- [Tarefas a realizar]:
1. Traduza para inglês esta frase do texto sobre bibliotecas: «Alguma da liberdade que conquistei ao longo da vida veio dos livros que li.»
2. Prolongue o texto sobre bibliotecas, continuando-o a partir da última frase apresentada.

===== Excerto da página

ABRUPTO

11.3.05


MEMÓRIAS DE BIBLIOTECAS (8ª série)



Alguma da liberdade que conquistei ao longo da vida veio dos livros que li.
Ainda hoje, e com muita regularidade, exilo-me em páginas onde o pensamento ou a realidade descrita superam o espaço onde me movo, seja no meio dos outros ou quando estou simplesmente comigo mesmo.
Existem quatro bibliotecas de referência na minha vida: a extinta biblioteca Calouste Gulbenkian de Fafe, lugar onde na infância ia buscar os livros que me obrigavam ler, pois não me conseguia relacionar com objectos que não me pertencessem e, nisso, os livros não eram excepção. Nessa idade apenas gostava dos livros que comprava ou que me ofereciam, os que eram só meus e que se não devolviam.

A biblioteca municipal do Porto, em frente ao jardim de São Lázaro, onde tardes sem conta me dediquei à escrita e à leitura de poesia para fugir a um enfadonho curso de Direito que então frequentava, aprofundando o amor que ganhei às palavras de Eugénio e de Al Berto.

A Biblioteca da Fundação Gulbenkian em Lisboa, onde conheci um dos melhores significados da leitura e do silêncio, da pacificação e do misticismo do tempo, por ser um local belíssimo, calmo, onde a leitura se espraiava para lá da sala de leitura com vista para os jardins. Na Gulbenkian, as coisas aconteciam-me em catadupa: a leitura livre e quase casual dos livros, as sucessivas visitas aos quadros de Eloy e de Almada, pelo menos uma vez por mês, tal e qual como se fossem gente, e o almoço encantador na cantina da Fundação em horas mortas para que as poucas pessoas que restavam na sala pudessem significar.

==========
===== Excertos dos dados

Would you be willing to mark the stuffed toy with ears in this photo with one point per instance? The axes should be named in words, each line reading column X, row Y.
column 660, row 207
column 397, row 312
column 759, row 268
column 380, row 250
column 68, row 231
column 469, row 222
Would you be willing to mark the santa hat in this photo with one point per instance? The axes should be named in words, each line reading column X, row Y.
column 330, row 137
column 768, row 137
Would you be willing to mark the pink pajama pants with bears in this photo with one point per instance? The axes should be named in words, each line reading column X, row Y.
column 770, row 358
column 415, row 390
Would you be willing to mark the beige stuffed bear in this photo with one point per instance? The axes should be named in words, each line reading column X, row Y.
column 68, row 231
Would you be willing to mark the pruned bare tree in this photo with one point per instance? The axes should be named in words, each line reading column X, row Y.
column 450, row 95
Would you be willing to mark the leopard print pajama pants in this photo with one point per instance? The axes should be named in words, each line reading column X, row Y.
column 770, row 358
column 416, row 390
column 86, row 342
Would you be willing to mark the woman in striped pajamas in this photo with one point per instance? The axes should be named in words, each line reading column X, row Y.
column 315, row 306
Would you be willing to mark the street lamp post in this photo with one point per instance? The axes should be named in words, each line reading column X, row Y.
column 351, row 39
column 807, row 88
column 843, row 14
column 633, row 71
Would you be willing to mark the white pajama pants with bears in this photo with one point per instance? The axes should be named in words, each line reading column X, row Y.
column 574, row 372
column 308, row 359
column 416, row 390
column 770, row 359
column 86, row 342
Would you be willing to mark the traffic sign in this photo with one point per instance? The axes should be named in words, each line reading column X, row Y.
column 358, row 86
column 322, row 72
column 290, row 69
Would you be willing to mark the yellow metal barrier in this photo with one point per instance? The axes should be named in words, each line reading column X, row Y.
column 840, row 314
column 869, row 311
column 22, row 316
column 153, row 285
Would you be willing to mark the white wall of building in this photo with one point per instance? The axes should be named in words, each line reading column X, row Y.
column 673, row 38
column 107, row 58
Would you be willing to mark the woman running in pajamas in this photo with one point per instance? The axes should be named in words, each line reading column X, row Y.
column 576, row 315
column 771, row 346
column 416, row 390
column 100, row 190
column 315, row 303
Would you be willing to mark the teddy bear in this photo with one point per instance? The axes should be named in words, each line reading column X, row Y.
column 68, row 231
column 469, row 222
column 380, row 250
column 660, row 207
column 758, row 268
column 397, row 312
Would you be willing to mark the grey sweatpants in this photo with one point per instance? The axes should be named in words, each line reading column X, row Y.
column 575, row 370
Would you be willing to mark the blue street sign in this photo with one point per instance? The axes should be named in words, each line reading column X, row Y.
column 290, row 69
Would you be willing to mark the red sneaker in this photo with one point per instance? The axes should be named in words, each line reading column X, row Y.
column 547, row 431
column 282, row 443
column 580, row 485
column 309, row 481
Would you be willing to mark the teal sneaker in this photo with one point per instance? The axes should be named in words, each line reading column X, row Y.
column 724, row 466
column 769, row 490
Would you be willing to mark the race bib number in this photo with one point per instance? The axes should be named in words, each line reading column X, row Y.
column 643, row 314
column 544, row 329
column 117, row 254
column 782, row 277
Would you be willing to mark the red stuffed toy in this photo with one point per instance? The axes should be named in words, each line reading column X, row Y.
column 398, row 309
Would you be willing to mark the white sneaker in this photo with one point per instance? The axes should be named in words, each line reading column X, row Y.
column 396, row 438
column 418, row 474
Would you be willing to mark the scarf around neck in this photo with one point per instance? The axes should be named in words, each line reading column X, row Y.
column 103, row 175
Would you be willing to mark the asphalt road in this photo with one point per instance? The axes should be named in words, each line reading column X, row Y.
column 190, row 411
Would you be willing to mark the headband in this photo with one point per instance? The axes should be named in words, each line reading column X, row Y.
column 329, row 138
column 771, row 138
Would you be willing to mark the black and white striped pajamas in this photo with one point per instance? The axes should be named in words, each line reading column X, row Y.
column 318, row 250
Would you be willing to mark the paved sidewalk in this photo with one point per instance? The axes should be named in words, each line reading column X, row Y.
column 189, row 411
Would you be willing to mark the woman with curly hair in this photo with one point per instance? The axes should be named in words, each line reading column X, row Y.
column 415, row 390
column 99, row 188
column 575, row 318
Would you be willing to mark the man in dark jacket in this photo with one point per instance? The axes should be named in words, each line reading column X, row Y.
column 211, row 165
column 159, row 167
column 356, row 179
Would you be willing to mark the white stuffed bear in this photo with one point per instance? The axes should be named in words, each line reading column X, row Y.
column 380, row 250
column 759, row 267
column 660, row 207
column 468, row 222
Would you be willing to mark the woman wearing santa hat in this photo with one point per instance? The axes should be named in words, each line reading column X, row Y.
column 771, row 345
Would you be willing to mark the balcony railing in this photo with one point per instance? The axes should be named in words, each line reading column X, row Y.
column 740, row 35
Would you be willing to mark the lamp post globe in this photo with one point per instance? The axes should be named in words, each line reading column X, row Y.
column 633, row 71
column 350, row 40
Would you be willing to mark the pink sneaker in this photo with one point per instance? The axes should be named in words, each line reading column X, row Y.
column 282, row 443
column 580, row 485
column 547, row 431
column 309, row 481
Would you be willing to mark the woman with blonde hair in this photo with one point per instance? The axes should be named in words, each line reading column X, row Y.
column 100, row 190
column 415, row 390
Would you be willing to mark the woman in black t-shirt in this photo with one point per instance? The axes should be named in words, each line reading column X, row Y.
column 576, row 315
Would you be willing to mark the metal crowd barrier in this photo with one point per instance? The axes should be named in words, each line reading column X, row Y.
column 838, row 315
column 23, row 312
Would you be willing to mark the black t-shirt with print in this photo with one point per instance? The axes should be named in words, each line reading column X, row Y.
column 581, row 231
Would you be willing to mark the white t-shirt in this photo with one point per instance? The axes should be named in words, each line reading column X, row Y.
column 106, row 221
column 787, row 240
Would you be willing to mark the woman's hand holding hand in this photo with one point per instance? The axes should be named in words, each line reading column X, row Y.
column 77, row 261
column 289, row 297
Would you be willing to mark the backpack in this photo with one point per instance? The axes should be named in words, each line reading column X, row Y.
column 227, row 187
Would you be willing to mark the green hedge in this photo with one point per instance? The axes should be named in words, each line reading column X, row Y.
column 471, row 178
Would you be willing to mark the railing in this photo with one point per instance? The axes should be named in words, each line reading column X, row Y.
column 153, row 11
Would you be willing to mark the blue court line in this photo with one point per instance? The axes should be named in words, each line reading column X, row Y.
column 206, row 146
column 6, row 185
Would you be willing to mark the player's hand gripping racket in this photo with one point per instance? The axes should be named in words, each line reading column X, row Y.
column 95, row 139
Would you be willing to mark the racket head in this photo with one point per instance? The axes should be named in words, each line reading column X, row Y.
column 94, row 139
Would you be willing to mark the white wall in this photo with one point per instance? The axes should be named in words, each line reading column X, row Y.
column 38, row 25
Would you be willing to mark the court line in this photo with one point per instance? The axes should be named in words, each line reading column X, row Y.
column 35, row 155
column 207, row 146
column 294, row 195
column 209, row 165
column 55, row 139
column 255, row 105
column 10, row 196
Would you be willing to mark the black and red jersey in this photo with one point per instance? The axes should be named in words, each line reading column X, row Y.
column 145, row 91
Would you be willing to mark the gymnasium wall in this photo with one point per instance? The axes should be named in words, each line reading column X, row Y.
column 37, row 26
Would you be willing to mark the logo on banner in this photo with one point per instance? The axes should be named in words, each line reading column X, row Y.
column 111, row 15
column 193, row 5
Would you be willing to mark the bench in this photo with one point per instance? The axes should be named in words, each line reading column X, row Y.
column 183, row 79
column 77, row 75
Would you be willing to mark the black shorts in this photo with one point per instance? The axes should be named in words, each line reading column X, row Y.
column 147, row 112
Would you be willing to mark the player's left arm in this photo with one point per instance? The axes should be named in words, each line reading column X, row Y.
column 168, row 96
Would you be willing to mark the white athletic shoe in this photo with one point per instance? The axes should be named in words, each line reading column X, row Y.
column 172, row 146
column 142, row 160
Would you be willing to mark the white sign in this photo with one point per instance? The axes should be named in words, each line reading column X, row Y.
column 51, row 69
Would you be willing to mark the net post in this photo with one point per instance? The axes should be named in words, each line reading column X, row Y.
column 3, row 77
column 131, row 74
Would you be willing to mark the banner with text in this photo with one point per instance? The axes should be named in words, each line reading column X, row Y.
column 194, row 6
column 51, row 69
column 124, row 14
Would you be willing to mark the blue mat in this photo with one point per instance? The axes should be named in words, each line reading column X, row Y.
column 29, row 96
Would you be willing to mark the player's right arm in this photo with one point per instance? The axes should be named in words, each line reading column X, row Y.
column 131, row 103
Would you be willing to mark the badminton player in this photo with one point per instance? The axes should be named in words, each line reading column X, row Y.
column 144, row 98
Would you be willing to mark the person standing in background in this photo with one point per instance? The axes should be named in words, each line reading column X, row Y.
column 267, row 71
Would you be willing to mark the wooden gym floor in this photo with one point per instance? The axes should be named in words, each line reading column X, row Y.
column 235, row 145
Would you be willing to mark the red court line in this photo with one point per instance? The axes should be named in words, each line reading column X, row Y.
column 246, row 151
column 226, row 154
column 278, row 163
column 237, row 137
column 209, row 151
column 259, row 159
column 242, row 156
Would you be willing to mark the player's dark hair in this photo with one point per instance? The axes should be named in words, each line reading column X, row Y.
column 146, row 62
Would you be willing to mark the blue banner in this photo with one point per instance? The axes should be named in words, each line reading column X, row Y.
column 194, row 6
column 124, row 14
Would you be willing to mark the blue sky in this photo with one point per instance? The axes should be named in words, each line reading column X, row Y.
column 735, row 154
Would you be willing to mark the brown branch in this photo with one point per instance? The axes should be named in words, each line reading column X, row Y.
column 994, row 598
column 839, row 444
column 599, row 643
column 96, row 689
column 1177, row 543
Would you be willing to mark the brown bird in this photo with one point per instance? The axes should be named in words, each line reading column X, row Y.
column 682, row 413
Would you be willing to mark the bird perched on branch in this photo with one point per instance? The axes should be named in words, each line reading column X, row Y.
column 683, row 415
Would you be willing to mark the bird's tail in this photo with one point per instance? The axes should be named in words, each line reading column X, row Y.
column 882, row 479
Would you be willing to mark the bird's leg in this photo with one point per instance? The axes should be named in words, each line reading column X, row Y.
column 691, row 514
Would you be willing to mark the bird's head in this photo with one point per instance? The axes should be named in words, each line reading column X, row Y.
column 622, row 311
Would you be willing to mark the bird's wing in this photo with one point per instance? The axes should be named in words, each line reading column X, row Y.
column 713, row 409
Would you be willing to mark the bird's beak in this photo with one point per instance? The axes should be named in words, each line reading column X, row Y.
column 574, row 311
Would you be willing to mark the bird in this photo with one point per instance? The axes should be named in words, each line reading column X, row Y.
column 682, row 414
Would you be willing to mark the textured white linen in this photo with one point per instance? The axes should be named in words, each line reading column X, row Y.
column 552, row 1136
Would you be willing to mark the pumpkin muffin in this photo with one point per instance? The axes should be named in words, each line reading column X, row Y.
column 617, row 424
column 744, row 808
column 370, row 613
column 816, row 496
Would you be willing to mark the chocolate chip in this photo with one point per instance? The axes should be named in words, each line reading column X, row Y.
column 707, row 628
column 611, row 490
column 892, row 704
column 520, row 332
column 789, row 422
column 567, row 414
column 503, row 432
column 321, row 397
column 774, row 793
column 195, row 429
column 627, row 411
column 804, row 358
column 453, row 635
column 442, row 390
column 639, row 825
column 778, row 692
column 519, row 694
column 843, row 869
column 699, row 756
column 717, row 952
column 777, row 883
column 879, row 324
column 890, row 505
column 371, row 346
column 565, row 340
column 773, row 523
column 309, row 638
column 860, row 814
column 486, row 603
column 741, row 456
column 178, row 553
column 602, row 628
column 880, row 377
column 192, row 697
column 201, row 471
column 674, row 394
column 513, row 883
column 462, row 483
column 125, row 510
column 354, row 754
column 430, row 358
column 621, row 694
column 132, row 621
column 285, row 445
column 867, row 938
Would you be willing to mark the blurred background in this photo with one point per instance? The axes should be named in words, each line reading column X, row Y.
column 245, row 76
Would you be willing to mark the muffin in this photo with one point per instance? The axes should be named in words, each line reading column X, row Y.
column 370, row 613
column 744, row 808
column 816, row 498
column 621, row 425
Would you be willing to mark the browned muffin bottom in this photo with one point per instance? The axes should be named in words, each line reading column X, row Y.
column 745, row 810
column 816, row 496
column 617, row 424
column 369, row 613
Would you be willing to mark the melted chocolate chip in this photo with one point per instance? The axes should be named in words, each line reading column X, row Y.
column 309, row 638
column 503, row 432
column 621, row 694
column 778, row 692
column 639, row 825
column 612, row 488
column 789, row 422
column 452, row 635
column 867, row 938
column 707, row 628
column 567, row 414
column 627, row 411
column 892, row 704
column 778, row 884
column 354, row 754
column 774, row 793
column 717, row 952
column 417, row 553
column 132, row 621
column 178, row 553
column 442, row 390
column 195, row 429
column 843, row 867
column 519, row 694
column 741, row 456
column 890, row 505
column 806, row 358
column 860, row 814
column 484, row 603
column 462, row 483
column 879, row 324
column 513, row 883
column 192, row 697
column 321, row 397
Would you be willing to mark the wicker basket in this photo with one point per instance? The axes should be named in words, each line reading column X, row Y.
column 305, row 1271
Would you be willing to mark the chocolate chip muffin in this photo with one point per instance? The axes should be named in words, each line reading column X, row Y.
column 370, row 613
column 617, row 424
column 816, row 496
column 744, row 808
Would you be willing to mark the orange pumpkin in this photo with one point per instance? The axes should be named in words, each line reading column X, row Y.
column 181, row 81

==========

- [Respostas por tarefa]:
1. Some of the freedom I have gained over the course of my life came from the books I have read.

2.
A Biblioteca Nacional, contudo, teve e tem um enorme fascínio. A Nacional é o meu espaço de uma leitura de confronto, de aprendizagem, de estatuto. Quando leio lá o que quer que seja, tenho a sensação de estar a fazer algo de extraordinária importância, fruto do trabalho e da dedicação seríssima, não só do autor, mas de toda aquela gente que guarda religiosamente o espólio impresso da nação.
Fiz-me sociólogo na Biblioteca Nacional. Saía dos Barcos do Barreiro às 7 da manhã para, às 9, estar de café tomado e alma pronta, na porta da B.N.. Há uns meses regressei lá para pesquisar uma bibliografia sobre as Rodas dos Expostos e tive que me reinscrever como leitor. Foram à minha ficha e perguntaram-me se eu era estudante de Sociologia, se morava no Barreiro, etc. Confesso que foi um choque bom ouvir falar outra vez de tudo aquilo. Eu que já sou professor de sociologia, que entretanto já morei uns anos em Lisboa e que há mais anos ainda regressei a Fafe; Eu que já perdi cerca de um terço do cabelo que tinha na fotografia da primeira inscrição e que devo pesar uns quinze quilos a mais. Eu que já sou pai de dois filhos, um dos quais já quase lê. Mas sobretudo o eu que queimou as fitas todas que tinha para queimar e que olha para aquela casa com uma saudade tremenda de quando lá passava as manhãs ou as tardes, de quando esperava ansiosamente por saber que raio de homem seria no futuro, enfim, um eu tão perdidamente apaixonado pelos dias que se preenchiam com a atribulada vida de estudante entre a leitura, a aprendizagem e a convivência sem horas, nem receios ou limitações. Voltar à sala de leitura e aos ficheiros da Biblioteca Nacional é voltar a uma parte de mim que não morre, que se não deteriora, uma parte tão bem guardada como os livros que lá li e, sobre os quais, outros farão o mesmo vida adiante, muito depois de nós, da nossa vida, da nossa única e magnífica vida por esses lugares!

(Pompeu Martins)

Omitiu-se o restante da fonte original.